• **INFORMATION PROVIDED**:
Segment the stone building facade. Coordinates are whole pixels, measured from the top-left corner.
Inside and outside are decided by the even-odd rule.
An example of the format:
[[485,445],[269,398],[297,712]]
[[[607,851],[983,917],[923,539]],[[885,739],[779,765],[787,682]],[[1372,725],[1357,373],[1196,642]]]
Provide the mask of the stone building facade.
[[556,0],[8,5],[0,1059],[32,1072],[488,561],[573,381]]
---
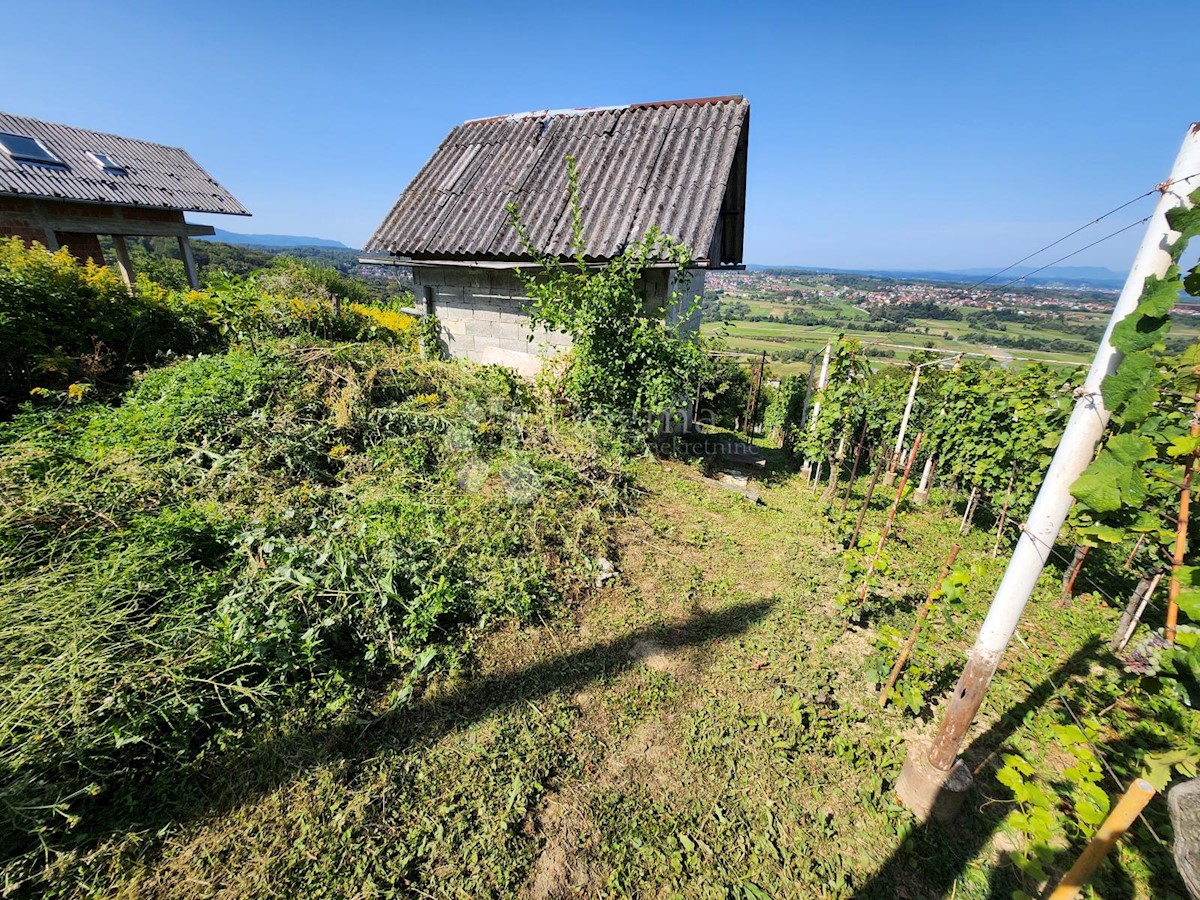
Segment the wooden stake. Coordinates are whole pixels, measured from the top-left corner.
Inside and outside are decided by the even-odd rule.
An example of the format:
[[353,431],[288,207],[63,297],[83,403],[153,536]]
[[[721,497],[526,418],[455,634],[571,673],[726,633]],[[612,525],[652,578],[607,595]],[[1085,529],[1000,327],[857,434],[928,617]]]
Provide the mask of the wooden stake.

• **TASK GOAL**: Copy out every line from the data above in which the word "stake" occurs.

• **ANSWER FOR THE TASK**:
Segment the wooden stake. Coordinates are whole pixels, measured from the top-left corner.
Provide the mask of the wooden stake.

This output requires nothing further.